EXERCISE DIRECTIONS
Gather every line of the records that contains the word "after". Letter case counts.

EXERCISE MATERIAL
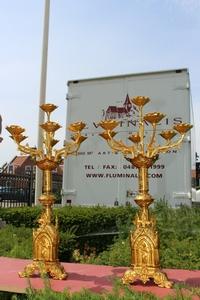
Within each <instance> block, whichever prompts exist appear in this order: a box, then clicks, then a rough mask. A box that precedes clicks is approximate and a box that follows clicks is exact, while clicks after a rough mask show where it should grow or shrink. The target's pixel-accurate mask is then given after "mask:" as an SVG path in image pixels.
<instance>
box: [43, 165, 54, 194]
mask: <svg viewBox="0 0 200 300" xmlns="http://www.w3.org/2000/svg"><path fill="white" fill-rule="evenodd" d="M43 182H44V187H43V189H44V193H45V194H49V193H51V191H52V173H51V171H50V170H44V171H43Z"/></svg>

...

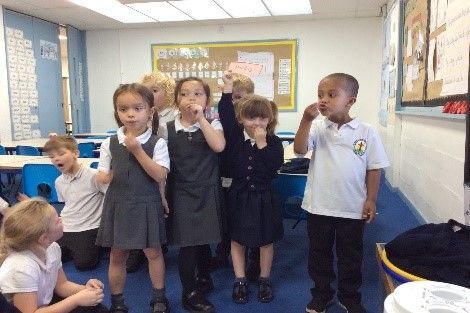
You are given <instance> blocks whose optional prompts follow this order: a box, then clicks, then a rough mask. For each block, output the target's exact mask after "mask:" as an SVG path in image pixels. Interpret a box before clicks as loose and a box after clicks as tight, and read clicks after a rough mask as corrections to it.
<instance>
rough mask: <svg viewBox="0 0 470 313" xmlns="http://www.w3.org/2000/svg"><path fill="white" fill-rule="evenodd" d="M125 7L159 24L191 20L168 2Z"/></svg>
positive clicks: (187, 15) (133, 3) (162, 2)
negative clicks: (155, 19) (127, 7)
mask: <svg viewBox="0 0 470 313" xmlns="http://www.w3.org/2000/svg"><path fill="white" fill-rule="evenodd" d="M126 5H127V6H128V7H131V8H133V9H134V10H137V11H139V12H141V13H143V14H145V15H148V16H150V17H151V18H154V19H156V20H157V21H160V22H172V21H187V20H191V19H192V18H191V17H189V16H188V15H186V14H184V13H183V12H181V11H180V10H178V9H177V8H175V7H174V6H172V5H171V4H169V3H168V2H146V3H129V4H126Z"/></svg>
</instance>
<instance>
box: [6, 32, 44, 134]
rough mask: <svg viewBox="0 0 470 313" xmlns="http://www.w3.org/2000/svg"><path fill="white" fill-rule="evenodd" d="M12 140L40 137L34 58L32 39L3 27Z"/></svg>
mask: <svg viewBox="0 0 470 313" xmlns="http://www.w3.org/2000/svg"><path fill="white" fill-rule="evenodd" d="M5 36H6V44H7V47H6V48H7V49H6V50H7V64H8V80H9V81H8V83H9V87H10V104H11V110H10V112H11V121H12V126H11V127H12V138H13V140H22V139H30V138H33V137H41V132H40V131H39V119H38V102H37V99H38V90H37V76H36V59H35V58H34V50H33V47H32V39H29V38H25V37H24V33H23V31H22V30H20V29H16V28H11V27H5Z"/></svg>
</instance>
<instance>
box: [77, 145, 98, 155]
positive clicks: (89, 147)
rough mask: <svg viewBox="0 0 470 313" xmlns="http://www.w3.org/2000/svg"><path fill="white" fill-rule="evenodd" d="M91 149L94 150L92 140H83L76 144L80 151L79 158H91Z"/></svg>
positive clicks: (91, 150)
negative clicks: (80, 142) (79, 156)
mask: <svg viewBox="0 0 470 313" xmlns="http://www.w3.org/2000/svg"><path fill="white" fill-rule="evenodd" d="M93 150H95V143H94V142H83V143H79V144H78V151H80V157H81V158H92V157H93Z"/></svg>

TASK RESPONSE
Within each <instance> block, whichever prompts exist appear in this order: a box, then clicks, then a rough mask. A box that precedes clicks is approximate and a box that follows clicks is exact, while clicks after a rough mask show where it should grow or shrink. The target's pixel-accurate mask is then given after "mask:" as an SVG path in image pixels.
You are given <instance> blocks whose optional prompts follow this order: a box, then clicks, then a rough mask. For each block, output the target's exact mask after "mask:" as an SVG path in image pixels. Interpret a box before clicks as loose and a box after clicks as tight, and read clicks after a rough mask as corrections to it.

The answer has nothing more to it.